## Text excerpt
####
Again, it doesn't actually exist but it's natural that from our perspective that things might appear limited, because ours is a limited viewpoint. Advaita teaches that through craving for existence and attachment one gets bound up in the form of a living being, where one remains because of ignorance of the true nature of things and the karma that one generates through actions as a result of this.

>isn't Brahman pretty much the void?

The Buddhists conceive of the absolute as a void but not the Advaitins. Brahman is a positive force not a null or negative. Brahman is all-pervading consciousness.

>Why return to the womb?

Because it is limitless bliss compared to the existence of manifested beings and because its the natural way of things as they are meant to be. The fact that we have become ignorantly trapped in the viewpoint of manifested beings is a step-down from what things should be. One endures all sorts of harrows and suffering through transmigratory existence when one could instead know the bliss and peace that is Brahman.

>Unmoved and undistressed, realising that being, non-being and change are of the very nature of things, one easily finds peace. 11.1
>At peace, having shed all desires within, and realising that nothing exists here but the Lord, the Creator of all things, one is no longer attached to anything. 11.2
>Realising that misfortune and fortune come in their own time from fortune, one is contented, one’s senses under control, and does not like or dislike. 11.3
>Realising that pleasure and pain, birth and death are from destiny, and that one’s desires cannot be achieved, one remains inactive, and even when acting does not get attached. 11.4
>Realising that suffering arises from nothing other than thought, dropping all desires one rids oneself of it, and is happy and at peace everywhere. 11.5
>Realising, “I am not the body, nor is the body mine. I am awareness,” one attains the supreme state and no longer remembers things done or undone. 11.6

>>11336624
>We project our understanding upon the universe to understand its order. Thus we can perceive causality as occuring, but it is merely a projection - an illusion.
####
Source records
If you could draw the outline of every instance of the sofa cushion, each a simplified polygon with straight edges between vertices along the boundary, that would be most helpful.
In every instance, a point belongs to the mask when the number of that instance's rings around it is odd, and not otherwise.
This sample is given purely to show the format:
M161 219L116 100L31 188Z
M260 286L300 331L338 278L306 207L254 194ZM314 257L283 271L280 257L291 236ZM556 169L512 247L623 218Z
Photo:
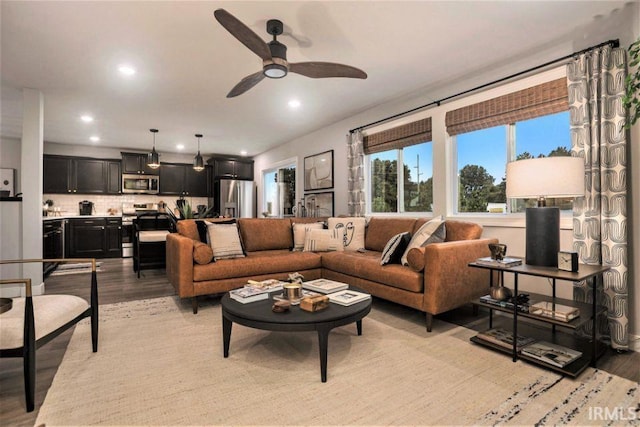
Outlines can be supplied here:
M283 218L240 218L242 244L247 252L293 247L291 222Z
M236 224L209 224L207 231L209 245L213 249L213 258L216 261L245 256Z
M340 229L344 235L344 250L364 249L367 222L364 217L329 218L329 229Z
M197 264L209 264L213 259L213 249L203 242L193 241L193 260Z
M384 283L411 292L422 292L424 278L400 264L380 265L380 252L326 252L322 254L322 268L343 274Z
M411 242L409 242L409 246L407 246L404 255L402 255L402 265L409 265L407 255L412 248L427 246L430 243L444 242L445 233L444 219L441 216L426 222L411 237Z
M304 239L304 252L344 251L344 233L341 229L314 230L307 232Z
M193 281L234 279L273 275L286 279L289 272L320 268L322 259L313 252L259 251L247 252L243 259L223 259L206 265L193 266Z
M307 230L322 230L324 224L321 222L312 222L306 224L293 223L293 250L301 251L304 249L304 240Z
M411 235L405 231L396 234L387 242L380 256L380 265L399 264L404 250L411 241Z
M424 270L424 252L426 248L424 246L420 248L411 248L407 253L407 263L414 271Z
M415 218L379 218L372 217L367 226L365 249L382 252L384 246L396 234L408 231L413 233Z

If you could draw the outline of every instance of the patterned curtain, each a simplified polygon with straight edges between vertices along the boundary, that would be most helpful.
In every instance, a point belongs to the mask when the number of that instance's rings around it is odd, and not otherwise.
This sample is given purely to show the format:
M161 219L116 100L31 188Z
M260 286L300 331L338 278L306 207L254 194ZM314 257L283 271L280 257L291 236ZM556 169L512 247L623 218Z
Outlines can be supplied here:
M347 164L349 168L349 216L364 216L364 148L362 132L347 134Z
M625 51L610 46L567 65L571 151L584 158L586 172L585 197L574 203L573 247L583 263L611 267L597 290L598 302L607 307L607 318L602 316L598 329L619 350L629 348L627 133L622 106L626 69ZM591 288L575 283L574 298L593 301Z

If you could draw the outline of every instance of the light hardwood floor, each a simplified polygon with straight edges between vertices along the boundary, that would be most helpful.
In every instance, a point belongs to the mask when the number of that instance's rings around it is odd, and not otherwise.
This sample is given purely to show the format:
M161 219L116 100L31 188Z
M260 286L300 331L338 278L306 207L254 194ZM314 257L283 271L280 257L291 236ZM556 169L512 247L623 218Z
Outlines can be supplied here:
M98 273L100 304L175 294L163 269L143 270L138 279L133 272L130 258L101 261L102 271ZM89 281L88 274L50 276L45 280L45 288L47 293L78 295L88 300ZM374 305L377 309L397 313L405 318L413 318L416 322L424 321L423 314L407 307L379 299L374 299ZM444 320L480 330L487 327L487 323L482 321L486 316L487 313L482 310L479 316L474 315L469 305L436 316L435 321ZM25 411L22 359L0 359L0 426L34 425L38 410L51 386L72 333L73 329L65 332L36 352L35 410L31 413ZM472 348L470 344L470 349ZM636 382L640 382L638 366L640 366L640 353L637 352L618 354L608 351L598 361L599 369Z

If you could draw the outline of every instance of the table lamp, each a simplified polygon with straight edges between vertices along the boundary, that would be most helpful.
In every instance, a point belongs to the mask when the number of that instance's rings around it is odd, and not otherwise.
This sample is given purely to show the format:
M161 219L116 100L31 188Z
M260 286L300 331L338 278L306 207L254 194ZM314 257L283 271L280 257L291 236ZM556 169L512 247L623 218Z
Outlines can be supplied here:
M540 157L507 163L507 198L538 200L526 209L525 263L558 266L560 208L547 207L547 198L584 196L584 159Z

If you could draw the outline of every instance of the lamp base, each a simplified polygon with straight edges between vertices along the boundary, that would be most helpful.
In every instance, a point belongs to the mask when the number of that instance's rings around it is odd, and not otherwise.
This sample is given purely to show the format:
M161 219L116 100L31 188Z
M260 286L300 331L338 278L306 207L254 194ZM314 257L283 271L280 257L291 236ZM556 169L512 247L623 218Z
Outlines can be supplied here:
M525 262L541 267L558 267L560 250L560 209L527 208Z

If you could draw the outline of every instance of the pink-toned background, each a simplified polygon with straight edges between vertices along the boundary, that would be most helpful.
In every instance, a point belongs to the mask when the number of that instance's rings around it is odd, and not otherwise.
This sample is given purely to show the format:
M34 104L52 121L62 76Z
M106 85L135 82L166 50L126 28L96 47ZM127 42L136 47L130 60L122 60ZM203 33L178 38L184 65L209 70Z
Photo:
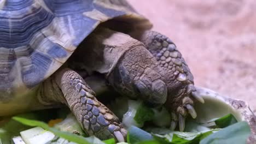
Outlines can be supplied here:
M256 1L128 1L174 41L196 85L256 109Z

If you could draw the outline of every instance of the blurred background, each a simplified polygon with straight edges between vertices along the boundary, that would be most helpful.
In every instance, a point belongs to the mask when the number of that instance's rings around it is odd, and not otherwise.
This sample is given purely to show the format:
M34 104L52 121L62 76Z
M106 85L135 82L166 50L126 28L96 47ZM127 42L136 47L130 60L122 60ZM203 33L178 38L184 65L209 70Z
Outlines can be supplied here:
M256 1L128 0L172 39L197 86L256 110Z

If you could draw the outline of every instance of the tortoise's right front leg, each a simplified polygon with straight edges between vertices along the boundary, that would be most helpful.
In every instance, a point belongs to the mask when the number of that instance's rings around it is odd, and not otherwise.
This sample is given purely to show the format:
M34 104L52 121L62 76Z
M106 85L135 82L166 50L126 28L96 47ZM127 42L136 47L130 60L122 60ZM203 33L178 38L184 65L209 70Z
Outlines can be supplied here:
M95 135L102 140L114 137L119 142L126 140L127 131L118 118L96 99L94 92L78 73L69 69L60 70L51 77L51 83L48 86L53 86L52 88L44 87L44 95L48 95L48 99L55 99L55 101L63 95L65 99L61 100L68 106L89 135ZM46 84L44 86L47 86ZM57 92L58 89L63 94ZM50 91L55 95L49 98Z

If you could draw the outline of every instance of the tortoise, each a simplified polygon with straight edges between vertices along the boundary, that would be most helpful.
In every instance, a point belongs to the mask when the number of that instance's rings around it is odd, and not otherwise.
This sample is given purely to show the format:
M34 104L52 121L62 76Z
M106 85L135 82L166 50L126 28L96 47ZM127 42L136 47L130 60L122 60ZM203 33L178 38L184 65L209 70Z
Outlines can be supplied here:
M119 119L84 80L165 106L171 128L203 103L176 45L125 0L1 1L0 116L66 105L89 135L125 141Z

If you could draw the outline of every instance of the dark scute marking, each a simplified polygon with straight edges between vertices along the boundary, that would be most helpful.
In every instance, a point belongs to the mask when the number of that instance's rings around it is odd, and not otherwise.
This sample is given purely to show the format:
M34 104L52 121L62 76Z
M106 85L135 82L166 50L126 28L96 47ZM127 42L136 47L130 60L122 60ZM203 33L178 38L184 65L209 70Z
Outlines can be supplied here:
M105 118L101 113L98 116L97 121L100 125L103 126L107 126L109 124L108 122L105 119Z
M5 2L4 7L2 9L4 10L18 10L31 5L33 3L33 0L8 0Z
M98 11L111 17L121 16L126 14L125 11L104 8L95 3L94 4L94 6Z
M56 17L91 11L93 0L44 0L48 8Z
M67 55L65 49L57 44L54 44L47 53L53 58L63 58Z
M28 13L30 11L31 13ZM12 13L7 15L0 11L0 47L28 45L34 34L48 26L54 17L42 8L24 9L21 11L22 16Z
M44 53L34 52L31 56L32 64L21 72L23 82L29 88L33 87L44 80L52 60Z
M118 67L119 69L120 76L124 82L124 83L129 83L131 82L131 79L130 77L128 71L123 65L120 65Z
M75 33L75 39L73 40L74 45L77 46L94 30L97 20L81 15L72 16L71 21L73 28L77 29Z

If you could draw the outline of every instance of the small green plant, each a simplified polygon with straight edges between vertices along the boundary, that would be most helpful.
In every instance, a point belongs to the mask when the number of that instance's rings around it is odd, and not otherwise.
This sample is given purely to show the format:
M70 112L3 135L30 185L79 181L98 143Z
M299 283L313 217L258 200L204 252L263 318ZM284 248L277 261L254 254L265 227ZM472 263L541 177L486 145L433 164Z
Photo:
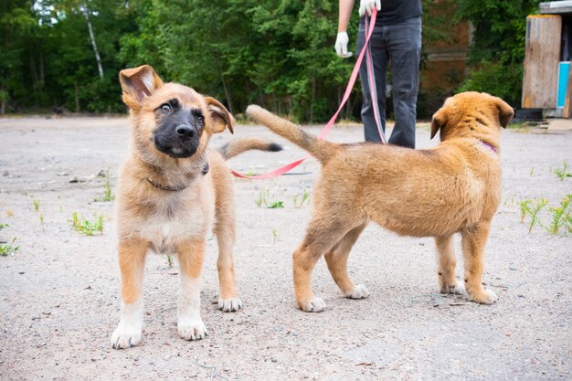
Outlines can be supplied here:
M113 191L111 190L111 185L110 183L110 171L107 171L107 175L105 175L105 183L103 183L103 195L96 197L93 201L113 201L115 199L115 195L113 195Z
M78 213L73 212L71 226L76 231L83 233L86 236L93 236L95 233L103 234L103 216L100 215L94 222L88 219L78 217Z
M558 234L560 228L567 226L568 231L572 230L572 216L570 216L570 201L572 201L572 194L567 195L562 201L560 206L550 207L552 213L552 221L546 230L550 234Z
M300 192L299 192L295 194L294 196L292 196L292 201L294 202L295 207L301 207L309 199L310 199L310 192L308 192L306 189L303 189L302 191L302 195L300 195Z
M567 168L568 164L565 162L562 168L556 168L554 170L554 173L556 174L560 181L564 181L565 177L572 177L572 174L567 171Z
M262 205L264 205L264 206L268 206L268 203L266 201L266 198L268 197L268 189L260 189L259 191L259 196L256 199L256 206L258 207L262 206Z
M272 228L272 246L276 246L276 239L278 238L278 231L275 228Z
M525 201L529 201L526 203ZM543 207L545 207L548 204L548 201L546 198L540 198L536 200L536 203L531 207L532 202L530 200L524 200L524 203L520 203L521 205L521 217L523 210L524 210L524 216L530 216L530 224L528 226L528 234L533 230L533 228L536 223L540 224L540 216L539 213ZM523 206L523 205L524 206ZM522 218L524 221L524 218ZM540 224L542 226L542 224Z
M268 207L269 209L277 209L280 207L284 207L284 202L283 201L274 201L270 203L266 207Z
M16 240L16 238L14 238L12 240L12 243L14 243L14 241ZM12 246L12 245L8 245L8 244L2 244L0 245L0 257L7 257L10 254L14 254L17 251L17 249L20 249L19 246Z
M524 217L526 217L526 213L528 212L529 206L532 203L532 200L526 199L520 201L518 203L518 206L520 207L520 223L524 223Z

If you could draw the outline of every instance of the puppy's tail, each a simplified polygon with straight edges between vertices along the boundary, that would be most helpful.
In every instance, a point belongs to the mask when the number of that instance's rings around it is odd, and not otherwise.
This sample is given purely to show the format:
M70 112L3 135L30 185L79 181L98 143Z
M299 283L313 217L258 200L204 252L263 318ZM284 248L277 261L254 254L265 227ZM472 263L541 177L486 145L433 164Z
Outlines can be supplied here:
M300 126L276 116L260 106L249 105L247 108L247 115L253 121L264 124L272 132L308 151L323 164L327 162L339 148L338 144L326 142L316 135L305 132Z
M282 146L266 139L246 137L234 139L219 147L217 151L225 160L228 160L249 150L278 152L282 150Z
####
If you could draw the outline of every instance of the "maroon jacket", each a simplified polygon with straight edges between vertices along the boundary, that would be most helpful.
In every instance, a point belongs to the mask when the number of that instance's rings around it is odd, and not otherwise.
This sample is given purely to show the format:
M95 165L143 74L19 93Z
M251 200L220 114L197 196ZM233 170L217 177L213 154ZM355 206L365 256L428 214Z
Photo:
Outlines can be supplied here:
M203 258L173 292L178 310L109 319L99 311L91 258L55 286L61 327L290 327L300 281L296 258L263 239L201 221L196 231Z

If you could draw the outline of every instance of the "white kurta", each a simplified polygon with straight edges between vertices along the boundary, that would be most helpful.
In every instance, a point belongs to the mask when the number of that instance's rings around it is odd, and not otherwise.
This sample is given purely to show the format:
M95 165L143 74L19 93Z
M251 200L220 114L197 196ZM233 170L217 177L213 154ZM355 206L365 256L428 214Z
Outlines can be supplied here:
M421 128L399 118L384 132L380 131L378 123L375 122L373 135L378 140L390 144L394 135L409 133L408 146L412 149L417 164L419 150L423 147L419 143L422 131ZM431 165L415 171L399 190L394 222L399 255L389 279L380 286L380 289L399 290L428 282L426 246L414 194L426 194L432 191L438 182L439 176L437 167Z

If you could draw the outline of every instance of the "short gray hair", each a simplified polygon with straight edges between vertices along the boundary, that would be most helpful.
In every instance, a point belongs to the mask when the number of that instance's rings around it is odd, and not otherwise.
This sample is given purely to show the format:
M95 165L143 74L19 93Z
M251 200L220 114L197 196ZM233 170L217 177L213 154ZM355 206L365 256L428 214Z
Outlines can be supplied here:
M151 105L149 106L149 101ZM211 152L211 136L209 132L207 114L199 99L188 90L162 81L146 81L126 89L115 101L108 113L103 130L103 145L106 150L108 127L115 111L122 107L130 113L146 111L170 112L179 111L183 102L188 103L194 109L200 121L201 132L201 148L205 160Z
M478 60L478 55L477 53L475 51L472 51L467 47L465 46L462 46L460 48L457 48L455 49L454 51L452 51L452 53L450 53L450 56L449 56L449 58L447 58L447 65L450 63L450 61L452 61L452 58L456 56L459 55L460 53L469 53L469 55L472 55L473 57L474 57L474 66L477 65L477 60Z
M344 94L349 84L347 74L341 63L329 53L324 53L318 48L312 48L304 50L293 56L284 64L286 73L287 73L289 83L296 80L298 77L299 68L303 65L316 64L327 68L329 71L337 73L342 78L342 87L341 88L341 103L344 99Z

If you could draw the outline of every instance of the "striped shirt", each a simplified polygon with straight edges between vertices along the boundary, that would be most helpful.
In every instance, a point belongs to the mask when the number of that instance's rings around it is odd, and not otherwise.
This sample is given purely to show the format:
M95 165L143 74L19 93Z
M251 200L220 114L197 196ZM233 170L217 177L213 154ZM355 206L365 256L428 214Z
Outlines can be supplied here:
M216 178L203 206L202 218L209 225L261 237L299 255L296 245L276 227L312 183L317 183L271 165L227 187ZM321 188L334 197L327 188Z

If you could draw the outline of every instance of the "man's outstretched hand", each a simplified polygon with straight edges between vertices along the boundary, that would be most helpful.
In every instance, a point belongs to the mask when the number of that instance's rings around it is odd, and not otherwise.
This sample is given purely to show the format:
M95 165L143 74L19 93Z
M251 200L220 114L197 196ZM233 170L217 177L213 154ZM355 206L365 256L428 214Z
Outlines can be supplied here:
####
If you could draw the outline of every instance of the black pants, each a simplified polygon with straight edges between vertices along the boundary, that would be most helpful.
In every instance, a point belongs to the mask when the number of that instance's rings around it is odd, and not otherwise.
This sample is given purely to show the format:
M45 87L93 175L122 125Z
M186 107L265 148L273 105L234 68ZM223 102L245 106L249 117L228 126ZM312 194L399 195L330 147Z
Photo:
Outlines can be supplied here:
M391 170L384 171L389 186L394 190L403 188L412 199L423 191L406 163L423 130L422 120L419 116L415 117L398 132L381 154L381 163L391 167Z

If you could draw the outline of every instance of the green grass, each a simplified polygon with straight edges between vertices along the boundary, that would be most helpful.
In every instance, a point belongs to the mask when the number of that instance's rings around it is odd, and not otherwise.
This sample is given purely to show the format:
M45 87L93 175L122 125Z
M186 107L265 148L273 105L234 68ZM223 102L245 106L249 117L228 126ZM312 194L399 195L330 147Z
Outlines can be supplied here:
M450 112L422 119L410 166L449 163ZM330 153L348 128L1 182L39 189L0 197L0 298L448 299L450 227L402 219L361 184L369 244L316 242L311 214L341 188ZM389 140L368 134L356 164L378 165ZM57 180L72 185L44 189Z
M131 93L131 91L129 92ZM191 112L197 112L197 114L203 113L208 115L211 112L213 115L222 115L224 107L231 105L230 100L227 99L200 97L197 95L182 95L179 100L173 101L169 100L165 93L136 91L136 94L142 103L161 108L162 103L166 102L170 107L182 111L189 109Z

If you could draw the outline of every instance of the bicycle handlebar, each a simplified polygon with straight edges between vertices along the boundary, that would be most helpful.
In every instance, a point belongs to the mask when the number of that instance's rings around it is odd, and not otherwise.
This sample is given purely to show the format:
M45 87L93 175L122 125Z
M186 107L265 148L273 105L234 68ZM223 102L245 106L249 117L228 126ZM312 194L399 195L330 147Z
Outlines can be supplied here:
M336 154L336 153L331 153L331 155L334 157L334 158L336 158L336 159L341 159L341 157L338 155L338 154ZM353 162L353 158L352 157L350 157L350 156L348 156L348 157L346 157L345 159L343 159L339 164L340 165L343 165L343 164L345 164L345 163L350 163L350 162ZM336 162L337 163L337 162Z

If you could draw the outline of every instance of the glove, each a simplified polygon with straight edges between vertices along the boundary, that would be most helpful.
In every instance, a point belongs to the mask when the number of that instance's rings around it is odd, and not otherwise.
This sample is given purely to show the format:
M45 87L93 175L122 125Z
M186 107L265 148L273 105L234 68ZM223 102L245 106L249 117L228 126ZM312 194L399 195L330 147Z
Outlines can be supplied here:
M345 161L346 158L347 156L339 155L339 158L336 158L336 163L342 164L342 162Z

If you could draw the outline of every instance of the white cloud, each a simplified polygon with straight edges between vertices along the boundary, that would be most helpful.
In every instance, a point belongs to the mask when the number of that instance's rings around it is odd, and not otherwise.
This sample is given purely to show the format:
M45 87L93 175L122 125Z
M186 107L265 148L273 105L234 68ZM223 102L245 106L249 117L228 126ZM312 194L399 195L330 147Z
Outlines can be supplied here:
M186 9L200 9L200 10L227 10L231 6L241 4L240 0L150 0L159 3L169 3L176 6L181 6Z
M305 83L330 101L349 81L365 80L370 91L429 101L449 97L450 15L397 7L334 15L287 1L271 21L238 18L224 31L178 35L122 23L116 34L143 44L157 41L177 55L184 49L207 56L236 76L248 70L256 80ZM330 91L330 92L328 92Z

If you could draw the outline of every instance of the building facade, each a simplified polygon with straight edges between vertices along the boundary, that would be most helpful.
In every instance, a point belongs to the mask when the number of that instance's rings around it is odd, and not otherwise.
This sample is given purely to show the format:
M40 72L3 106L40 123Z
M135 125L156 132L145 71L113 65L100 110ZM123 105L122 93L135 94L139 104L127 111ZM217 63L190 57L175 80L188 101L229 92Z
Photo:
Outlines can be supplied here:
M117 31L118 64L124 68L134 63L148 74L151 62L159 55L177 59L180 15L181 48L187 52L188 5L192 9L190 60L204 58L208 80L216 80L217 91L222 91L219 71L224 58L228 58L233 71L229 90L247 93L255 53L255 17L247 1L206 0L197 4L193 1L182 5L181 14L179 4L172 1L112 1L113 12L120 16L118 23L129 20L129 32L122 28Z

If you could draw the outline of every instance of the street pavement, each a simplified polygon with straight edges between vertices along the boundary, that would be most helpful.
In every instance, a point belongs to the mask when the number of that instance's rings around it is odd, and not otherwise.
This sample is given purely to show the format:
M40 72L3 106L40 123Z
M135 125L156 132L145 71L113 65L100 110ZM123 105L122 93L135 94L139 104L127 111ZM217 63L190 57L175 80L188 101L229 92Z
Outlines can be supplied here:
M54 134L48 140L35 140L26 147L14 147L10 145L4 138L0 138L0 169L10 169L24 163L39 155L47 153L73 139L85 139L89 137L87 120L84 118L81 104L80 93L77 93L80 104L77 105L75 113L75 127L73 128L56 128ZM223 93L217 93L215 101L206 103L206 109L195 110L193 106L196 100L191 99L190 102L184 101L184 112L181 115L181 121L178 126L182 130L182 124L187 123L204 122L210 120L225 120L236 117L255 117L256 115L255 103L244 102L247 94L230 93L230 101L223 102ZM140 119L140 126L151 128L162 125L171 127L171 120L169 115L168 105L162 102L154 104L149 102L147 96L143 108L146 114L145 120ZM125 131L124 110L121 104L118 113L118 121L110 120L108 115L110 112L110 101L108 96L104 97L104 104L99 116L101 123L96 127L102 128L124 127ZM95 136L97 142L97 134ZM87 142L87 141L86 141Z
####
## Set task 1
Quote the passage on Advaita and Brahman, starting with "The Buddhists conceive" and going on through "to the womb?".
## Set task 2
Print the lines of the records, starting with the line with "of the white" and going on through the line with "M305 83L330 101L349".
The text and the records have nothing to do with each other.

## Solution 1
The Buddhists conceive of the absolute as a void but not the Advaitins. Brahman is a positive force not a null or negative. Brahman is all-pervading consciousness.

>Why return to the womb?

## Solution 2
If you could draw the outline of every instance of the white cloud, each a simplified polygon with straight edges between vertices along the boundary, that would be most helpful.
In every instance, a point belongs to the mask when the number of that instance's rings around it is odd, and not otherwise.
This sample is given purely to show the format:
M45 87L93 175L122 125Z
M186 107L265 148L273 105L234 68ZM223 102L245 106L249 117L228 126ZM312 194L399 195L330 147Z
Outlines can be supplied here:
M186 9L200 9L200 10L227 10L231 6L241 4L240 0L150 0L159 3L169 3L176 6L181 6Z
M305 83L330 101L349 81L365 80L370 91L429 101L449 97L450 15L397 7L334 15L287 1L271 21L238 18L224 31L178 35L122 23L116 34L143 44L157 41L177 55L184 49L207 56L236 76L248 70L256 80ZM330 91L330 92L328 92Z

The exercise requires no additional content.